Print only the lines below that run from the line containing "of the windshield" to the line containing "For quality assurance, we need the exact position of the rear", both ends included, with nothing changed.

AVAILABLE RECORDS:
§ §

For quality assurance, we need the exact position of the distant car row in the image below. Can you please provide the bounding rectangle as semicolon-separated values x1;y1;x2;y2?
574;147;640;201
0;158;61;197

§ §

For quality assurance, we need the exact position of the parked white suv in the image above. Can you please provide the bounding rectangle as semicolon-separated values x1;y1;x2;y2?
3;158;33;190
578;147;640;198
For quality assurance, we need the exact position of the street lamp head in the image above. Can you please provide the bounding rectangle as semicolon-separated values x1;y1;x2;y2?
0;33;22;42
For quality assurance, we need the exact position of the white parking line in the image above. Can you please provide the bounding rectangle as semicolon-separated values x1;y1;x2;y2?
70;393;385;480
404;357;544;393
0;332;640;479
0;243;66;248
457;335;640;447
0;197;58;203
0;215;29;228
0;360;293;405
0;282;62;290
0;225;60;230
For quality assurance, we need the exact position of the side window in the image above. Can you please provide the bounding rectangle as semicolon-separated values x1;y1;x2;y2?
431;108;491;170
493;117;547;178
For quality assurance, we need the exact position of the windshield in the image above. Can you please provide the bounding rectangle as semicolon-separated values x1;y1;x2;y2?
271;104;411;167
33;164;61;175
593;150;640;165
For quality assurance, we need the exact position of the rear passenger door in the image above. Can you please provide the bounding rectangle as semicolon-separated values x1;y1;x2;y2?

§ §

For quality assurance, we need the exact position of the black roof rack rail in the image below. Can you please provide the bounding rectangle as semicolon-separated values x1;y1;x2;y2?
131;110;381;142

§ §

RESPONSE TO THIS TASK:
For quality assurance, we need the exact position of the windshield in the image above. Can you please provide the bounding rectangle as semicolon-separated values x1;y1;x2;y2?
271;104;411;167
33;164;61;175
593;150;640;165
For quality assurance, we need the exact position of the rear passenger door in the image above. Can you please provide the bounding rectangle as semicolon-separated values x1;y1;x2;y2?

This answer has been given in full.